Document passage:
#####

Young writers are told to “write what you know”. Sounds like good advice, but the truth is i find it to actually be half good advice and half very bad advice.

I read a lot of fantastic literature: Neal Stephenson, China Mieville, hell, at the moment i’m reading George R.R. Martin. And they’re doing what i like to see really creative writers do: making shit up off the top of their heads.

You don’t have to write only about the world around you to be great and compelling. You can make shit up. The more you immerse yourself in it and think through the details, the more likely it will engage a reader. Many writers of fantastical fiction write out detailed histories and templates of the worlds they create, far more than they’ll ever use in the story. (An idea it is no secret i have employed for the Steampunk Opera).

I don’t expect you to actually have first hand experience about everything you write about. I don’t care, unLESS you don’t pull it off. Maybe you need to do some homework on the details. Maybe you need to immserse yourself more.  Maybe your imagination and cognitive skills are enough all by themselves to do a good enough job of creating something and selling me on the reality of it. However you succeed at it, please try, because i love made up shit.

However… there is such a thing as inexperience and lack of insight that can bring your work plummeting down. If you have never loved passionately, if you have never had your heart broken, let’s be honest, you will probably suck at writing about it. Where i think the ‘Write what you know’ advice holds weight is in the realm of emotions and people.

Writers with a great understanding of human nature, a great eye for people and the ability to sympathize with them write the best characters. It’s the truth, and you need experience to pull this off. Picture this: a really young guy wants to write a story about a banker. He’s been drawn into the entire anti-banking furor that’s currently circulating the western world and wants to write about a middle aged banker and in the process show the inhumanity in the system.

However, he knows no bankers. He does not interact with many people outside his age range. His story has a very passionate agenda in that he’s going to show why the banker sucks. How intriguing and deep do you think the 50 year old banker’s character is going to be?

#####

Data provided:
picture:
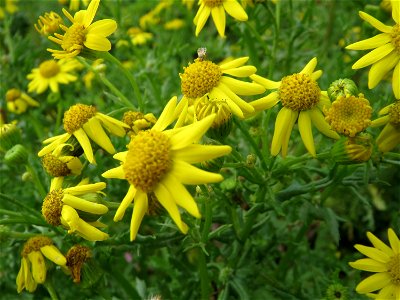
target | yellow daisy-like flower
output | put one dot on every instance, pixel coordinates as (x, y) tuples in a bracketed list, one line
[(84, 122), (302, 101), (217, 8), (83, 33), (349, 114), (158, 162), (389, 137), (51, 73), (76, 208), (203, 77), (383, 260), (33, 267), (386, 53), (18, 102)]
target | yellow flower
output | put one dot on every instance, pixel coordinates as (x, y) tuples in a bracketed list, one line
[(217, 10), (389, 137), (76, 208), (33, 266), (51, 73), (83, 33), (18, 102), (48, 24), (158, 162), (386, 53), (385, 262), (349, 114), (84, 122), (203, 77), (302, 101)]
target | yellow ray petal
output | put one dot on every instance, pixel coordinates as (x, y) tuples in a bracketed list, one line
[(181, 195), (198, 153), (234, 9), (371, 43), (242, 87), (140, 207), (84, 205), (373, 283), (218, 15), (119, 214), (188, 174), (166, 200)]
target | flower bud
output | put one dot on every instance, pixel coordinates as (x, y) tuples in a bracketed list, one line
[(342, 87)]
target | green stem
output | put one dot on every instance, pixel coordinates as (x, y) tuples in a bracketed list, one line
[(108, 56)]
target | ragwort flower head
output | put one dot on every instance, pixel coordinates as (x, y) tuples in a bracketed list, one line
[(203, 77), (302, 101), (158, 162), (33, 267), (84, 122), (76, 208), (389, 137), (51, 73), (217, 9), (386, 53), (83, 33), (385, 262)]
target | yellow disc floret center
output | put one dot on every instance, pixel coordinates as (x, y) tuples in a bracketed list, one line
[(77, 115), (299, 92), (394, 269), (396, 37), (213, 3), (148, 159), (349, 115), (200, 78), (74, 37), (52, 206), (35, 243), (49, 68), (394, 114)]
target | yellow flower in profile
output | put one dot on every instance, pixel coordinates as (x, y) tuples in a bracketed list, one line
[(389, 137), (33, 266), (18, 102), (385, 262), (302, 101), (48, 24), (217, 9), (84, 122), (203, 77), (76, 208), (349, 114), (51, 73), (83, 33), (158, 162), (386, 53)]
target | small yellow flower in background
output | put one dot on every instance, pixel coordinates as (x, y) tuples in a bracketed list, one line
[(138, 36), (51, 73), (349, 114), (203, 77), (217, 9), (159, 161), (389, 137), (385, 262), (386, 53), (48, 24), (76, 208), (302, 101), (33, 266), (84, 122), (18, 102), (9, 6), (83, 33)]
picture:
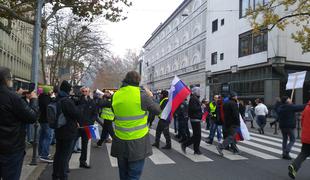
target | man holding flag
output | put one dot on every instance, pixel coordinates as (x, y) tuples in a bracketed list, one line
[(195, 115), (163, 124)]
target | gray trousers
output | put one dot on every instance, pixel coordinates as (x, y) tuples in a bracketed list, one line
[(305, 152), (163, 127)]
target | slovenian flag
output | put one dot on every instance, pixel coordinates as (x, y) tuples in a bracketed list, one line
[(92, 132), (178, 92), (242, 131)]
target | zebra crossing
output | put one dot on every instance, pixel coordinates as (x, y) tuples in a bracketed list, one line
[(260, 146)]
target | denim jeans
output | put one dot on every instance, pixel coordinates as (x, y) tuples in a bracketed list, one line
[(302, 156), (11, 165), (215, 128), (230, 138), (107, 130), (287, 133), (261, 121), (44, 140), (195, 139), (61, 158), (130, 170), (29, 131)]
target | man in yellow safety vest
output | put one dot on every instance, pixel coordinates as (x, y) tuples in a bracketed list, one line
[(131, 144), (108, 116), (163, 124)]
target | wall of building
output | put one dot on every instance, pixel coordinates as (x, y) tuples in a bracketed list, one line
[(177, 47), (15, 49)]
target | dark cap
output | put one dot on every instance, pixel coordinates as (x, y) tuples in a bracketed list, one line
[(164, 93), (65, 86), (233, 94)]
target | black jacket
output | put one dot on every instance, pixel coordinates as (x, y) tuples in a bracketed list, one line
[(181, 113), (14, 114), (194, 108), (287, 115), (88, 110), (231, 114), (44, 100), (72, 115)]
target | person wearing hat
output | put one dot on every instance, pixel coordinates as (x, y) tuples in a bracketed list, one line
[(231, 123), (195, 116), (163, 124), (65, 135), (261, 111), (45, 133), (14, 114), (131, 143), (287, 124)]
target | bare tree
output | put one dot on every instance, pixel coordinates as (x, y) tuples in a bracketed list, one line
[(114, 70), (76, 47)]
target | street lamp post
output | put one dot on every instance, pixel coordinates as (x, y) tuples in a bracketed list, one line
[(35, 68)]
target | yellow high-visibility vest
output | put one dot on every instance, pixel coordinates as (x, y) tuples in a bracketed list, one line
[(130, 120), (161, 102)]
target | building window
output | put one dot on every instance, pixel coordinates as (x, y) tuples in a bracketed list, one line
[(260, 42), (221, 56), (214, 25), (250, 43), (214, 58), (245, 44), (244, 5)]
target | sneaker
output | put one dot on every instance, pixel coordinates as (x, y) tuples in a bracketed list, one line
[(219, 150), (108, 140), (209, 142), (291, 171), (197, 152), (156, 145), (183, 147), (287, 157), (46, 159), (167, 147), (84, 165)]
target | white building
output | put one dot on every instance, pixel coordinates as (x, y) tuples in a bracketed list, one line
[(252, 65), (177, 47), (216, 35)]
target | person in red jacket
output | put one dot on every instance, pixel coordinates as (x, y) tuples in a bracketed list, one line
[(305, 139)]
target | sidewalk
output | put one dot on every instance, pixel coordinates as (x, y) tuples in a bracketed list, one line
[(32, 172)]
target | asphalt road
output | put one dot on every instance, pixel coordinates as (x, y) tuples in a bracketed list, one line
[(260, 160)]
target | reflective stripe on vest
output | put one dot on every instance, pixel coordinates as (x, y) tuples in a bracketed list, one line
[(212, 109), (161, 102), (107, 114), (130, 120)]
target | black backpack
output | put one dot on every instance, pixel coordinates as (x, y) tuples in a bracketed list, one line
[(55, 116)]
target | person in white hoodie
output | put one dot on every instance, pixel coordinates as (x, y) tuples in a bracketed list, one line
[(261, 112)]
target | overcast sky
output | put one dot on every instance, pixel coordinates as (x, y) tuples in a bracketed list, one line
[(144, 16)]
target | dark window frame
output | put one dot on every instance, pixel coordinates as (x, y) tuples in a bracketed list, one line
[(222, 56), (214, 58), (214, 25), (256, 42), (222, 22)]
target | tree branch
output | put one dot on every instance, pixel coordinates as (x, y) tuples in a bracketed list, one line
[(15, 15), (5, 28), (288, 16)]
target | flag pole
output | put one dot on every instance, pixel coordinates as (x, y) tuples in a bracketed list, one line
[(292, 94)]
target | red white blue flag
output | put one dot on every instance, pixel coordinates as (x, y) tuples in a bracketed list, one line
[(92, 132), (242, 131), (178, 92)]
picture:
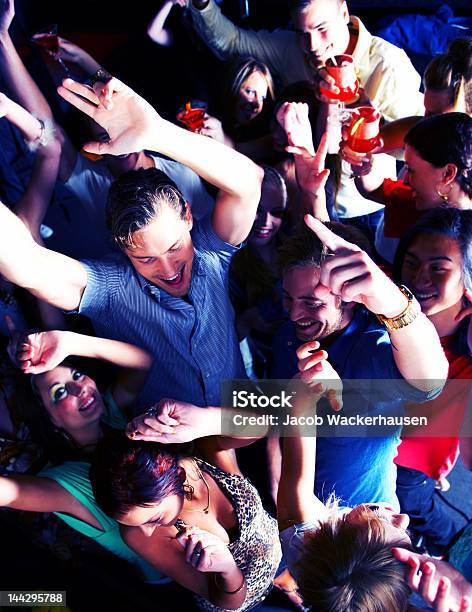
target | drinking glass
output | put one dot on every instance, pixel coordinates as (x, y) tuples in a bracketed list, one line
[(193, 115), (48, 39)]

#####

Objective:
Rewrite the stretch from "You don’t have" through "made up shit." in the essay on the "write what you know" advice, substituting "particulars" for "details".

The reply:
You don’t have to write only about the world around you to be great and compelling. You can make shit up. The more you immerse yourself in it and think through the particulars, the more likely it will engage a reader. Many writers of fantastical fiction write out detailed histories and templates of the worlds they create, far more than they’ll ever use in the story. (An idea it is no secret i have employed for the Steampunk Opera).

I don’t expect you to actually have first hand experience about everything you write about. I don’t care, unLESS you don’t pull it off. Maybe you need to do some homework on the particulars. Maybe you need to immserse yourself more.  Maybe your imagination and cognitive skills are enough all by themselves to do a good enough job of creating something and selling me on the reality of it. However you succeed at it, please try, because i love made up shit.